** start **

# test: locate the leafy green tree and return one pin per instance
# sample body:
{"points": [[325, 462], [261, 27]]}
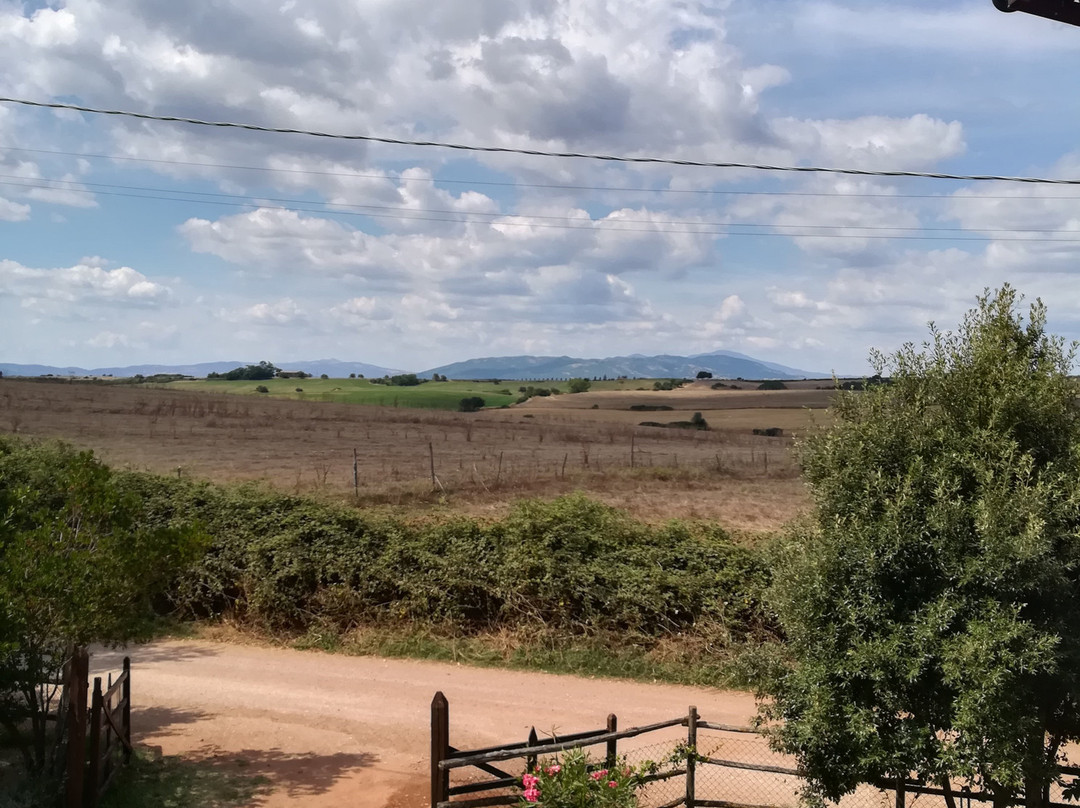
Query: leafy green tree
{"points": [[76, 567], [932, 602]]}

** end **

### Set task
Can you rewrite the records above so that "leafy green tree" becomes "tall palm tree" and nothing else changes, leaving out the pictures?

### Correct result
# test: locate the tall palm tree and return one pin per instance
# sample body:
{"points": [[325, 462], [261, 27]]}
Query: tall palm tree
{"points": [[76, 567], [932, 602]]}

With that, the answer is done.